(Records from a collection)

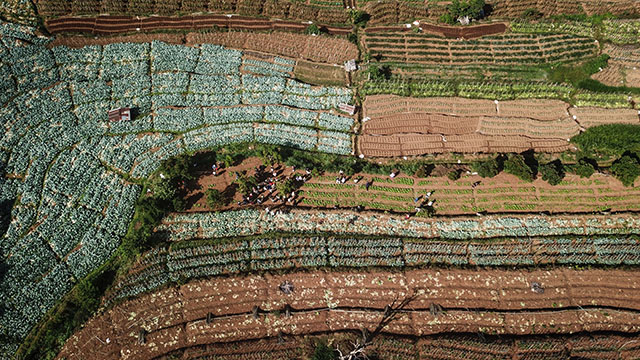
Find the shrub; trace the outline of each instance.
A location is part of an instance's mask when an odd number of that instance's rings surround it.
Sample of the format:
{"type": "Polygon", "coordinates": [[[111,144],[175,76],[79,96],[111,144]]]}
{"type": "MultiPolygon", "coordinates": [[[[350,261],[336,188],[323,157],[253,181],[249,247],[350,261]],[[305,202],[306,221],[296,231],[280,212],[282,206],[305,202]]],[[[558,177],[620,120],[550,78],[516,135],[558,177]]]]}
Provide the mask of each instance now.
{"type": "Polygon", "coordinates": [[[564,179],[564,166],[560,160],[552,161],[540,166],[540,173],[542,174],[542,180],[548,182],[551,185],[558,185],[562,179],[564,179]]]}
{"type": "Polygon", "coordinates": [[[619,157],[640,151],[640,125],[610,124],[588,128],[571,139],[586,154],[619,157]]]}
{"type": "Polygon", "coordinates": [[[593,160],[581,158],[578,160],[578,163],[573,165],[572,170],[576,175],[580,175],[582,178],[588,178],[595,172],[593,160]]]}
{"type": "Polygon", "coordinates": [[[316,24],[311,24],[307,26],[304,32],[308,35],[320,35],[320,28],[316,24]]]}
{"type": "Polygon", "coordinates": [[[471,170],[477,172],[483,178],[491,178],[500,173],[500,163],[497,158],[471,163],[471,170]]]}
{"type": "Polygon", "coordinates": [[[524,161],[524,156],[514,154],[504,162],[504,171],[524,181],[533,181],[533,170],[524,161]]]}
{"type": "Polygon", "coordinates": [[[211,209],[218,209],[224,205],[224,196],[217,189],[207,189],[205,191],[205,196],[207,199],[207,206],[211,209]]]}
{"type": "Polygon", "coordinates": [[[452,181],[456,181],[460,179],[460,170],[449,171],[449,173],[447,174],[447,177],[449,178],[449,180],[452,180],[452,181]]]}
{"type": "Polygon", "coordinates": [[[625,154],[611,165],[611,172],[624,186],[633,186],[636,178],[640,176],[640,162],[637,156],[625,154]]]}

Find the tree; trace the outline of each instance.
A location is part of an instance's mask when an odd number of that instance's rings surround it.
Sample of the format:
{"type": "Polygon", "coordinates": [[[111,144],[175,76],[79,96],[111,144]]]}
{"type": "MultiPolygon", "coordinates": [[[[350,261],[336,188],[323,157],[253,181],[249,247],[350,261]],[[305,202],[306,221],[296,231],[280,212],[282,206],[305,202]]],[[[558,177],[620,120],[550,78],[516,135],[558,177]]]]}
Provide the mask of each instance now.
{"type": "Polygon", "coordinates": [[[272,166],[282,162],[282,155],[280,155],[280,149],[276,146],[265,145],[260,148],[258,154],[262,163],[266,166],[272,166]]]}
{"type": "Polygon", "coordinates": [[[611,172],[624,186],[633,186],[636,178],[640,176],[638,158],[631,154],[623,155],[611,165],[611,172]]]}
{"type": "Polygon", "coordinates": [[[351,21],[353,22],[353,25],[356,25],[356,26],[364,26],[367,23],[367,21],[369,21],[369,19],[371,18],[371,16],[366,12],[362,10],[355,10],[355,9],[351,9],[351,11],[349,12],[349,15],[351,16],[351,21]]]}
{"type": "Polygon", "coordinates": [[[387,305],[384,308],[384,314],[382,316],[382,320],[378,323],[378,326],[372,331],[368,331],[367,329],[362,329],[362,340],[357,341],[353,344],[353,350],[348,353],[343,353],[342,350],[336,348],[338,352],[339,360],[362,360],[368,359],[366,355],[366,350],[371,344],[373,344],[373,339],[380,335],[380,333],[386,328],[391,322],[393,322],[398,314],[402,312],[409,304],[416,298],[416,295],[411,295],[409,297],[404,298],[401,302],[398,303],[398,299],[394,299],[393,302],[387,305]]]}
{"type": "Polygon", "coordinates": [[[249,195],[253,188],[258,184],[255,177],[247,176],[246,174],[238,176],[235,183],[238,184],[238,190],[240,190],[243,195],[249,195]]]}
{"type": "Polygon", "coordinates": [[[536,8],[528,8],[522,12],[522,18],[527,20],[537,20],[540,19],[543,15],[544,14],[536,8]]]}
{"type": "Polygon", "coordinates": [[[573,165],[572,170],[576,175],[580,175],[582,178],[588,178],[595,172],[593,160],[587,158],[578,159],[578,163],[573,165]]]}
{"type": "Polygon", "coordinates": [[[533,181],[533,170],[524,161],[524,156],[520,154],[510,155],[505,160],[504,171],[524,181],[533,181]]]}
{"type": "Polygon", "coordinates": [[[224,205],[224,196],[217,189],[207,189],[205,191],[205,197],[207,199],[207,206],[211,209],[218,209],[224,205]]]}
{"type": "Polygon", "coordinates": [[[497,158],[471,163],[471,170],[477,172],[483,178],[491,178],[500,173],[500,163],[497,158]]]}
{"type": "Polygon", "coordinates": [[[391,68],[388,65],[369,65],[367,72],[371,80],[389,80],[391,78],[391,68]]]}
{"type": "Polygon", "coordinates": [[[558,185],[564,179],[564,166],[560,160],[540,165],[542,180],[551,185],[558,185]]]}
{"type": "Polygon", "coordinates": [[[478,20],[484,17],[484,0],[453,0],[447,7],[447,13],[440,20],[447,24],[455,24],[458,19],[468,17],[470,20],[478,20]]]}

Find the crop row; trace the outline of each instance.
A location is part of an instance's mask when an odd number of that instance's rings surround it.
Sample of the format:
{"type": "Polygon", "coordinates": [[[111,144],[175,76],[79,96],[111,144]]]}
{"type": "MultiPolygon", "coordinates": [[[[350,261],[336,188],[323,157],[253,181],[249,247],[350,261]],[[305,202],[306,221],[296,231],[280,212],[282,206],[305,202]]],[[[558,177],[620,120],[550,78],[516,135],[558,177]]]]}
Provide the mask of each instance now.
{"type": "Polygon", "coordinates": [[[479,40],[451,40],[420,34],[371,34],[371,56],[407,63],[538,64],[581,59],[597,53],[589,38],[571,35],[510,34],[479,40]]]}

Task description. Could you return all the entries exactly as they appear, minus the pictures?

Response to the task.
Find the shrub; trace the outline of each instance.
A location is part of an instance's mask when an odd number of that instance's rings surround it.
Sample of the format:
{"type": "Polygon", "coordinates": [[[111,144],[175,76],[79,96],[111,144]]]}
{"type": "MultiPolygon", "coordinates": [[[[350,261],[336,188],[323,157],[253,181],[249,247],[350,261]],[[305,202],[306,221],[296,231],[280,212],[282,206],[305,202]]],[[[558,177],[620,120],[550,78],[516,135],[558,177]]]]}
Provide the mask of each instance now.
{"type": "Polygon", "coordinates": [[[564,179],[564,166],[560,160],[552,161],[540,166],[540,173],[542,174],[542,180],[548,182],[551,185],[558,185],[562,179],[564,179]]]}
{"type": "Polygon", "coordinates": [[[619,157],[640,151],[640,125],[610,124],[588,128],[571,139],[586,154],[619,157]]]}
{"type": "Polygon", "coordinates": [[[593,160],[581,158],[578,160],[578,163],[573,165],[572,170],[576,175],[580,175],[582,178],[588,178],[595,172],[593,160]]]}
{"type": "Polygon", "coordinates": [[[316,24],[311,24],[307,26],[304,32],[308,35],[320,35],[320,28],[316,24]]]}
{"type": "Polygon", "coordinates": [[[471,170],[477,172],[483,178],[491,178],[500,173],[500,163],[497,158],[471,163],[471,170]]]}
{"type": "Polygon", "coordinates": [[[524,161],[524,156],[514,154],[504,162],[504,171],[524,181],[533,181],[533,170],[524,161]]]}
{"type": "Polygon", "coordinates": [[[211,209],[218,209],[224,205],[224,196],[217,189],[207,189],[205,191],[205,196],[207,199],[207,206],[211,209]]]}
{"type": "Polygon", "coordinates": [[[452,181],[456,181],[460,179],[460,170],[449,171],[449,173],[447,174],[447,177],[449,178],[449,180],[452,180],[452,181]]]}
{"type": "Polygon", "coordinates": [[[625,154],[611,165],[611,172],[624,186],[633,186],[636,178],[640,176],[640,162],[637,156],[625,154]]]}

Find the tree; trace the outline of each instance.
A location is part of an instance's mask when an odd number of that instance's rings surround it.
Sample of the format:
{"type": "Polygon", "coordinates": [[[111,144],[175,76],[79,96],[111,144]]]}
{"type": "MultiPolygon", "coordinates": [[[[350,261],[336,188],[323,157],[253,181],[249,247],[350,261]],[[305,202],[306,221],[296,231],[280,212],[282,206],[305,202]]],[[[558,177],[620,120],[550,78],[516,135],[558,177]]]]}
Provide the mask of each instance now.
{"type": "Polygon", "coordinates": [[[272,166],[282,162],[282,155],[280,155],[280,149],[276,146],[265,145],[260,148],[258,154],[262,163],[266,166],[272,166]]]}
{"type": "Polygon", "coordinates": [[[611,172],[624,186],[633,186],[636,178],[640,176],[638,158],[631,154],[623,155],[611,165],[611,172]]]}
{"type": "Polygon", "coordinates": [[[351,21],[353,22],[353,25],[356,25],[356,26],[364,26],[367,23],[367,21],[369,21],[369,19],[371,18],[371,16],[366,12],[362,10],[355,10],[355,9],[351,9],[351,11],[349,12],[349,15],[351,16],[351,21]]]}
{"type": "Polygon", "coordinates": [[[387,305],[384,308],[384,314],[382,316],[382,320],[378,323],[378,326],[372,331],[368,331],[367,329],[362,329],[362,340],[357,341],[353,344],[353,350],[348,353],[343,353],[342,350],[336,348],[338,352],[339,360],[362,360],[368,359],[366,355],[366,350],[371,344],[373,344],[373,339],[380,335],[380,333],[386,328],[391,322],[393,322],[398,314],[402,312],[409,304],[416,298],[416,295],[411,295],[409,297],[404,298],[401,302],[398,303],[398,299],[394,299],[393,302],[387,305]]]}
{"type": "Polygon", "coordinates": [[[249,195],[253,188],[258,184],[255,177],[247,176],[246,174],[238,176],[235,183],[238,184],[238,190],[240,190],[243,195],[249,195]]]}
{"type": "Polygon", "coordinates": [[[536,8],[528,8],[522,12],[522,18],[527,20],[537,20],[540,19],[543,15],[544,14],[536,8]]]}
{"type": "Polygon", "coordinates": [[[573,165],[572,170],[576,175],[580,175],[582,178],[588,178],[595,172],[593,160],[587,158],[578,159],[578,163],[573,165]]]}
{"type": "Polygon", "coordinates": [[[533,181],[533,170],[524,161],[524,156],[520,154],[510,155],[505,160],[504,171],[524,181],[533,181]]]}
{"type": "Polygon", "coordinates": [[[224,205],[224,196],[217,189],[207,189],[205,191],[205,197],[207,199],[207,206],[211,209],[218,209],[224,205]]]}
{"type": "Polygon", "coordinates": [[[497,158],[471,163],[471,170],[477,172],[483,178],[491,178],[500,173],[500,163],[497,158]]]}
{"type": "Polygon", "coordinates": [[[391,68],[388,65],[369,65],[367,72],[371,80],[389,80],[391,78],[391,68]]]}
{"type": "Polygon", "coordinates": [[[558,185],[564,179],[564,166],[560,160],[540,165],[542,180],[551,185],[558,185]]]}
{"type": "Polygon", "coordinates": [[[478,20],[484,17],[484,0],[453,0],[447,7],[447,13],[440,20],[447,24],[455,24],[458,19],[468,17],[470,20],[478,20]]]}

Find the crop row; trace the outline of each instance.
A location is part of an instance's mask when an odd number of that instance's rings surround it.
Sample of the format:
{"type": "Polygon", "coordinates": [[[111,144],[175,76],[79,96],[111,144]]]}
{"type": "MultiPolygon", "coordinates": [[[[350,261],[336,188],[323,157],[253,181],[249,247],[350,261]],[[305,202],[306,221],[296,231],[280,212],[282,206],[305,202]]],[[[558,177],[620,120],[550,78],[516,135],[558,177]]]]}
Provide the mask of each instance now.
{"type": "Polygon", "coordinates": [[[479,40],[451,40],[420,34],[371,34],[371,56],[407,63],[538,64],[581,59],[597,53],[589,38],[571,35],[510,34],[479,40]]]}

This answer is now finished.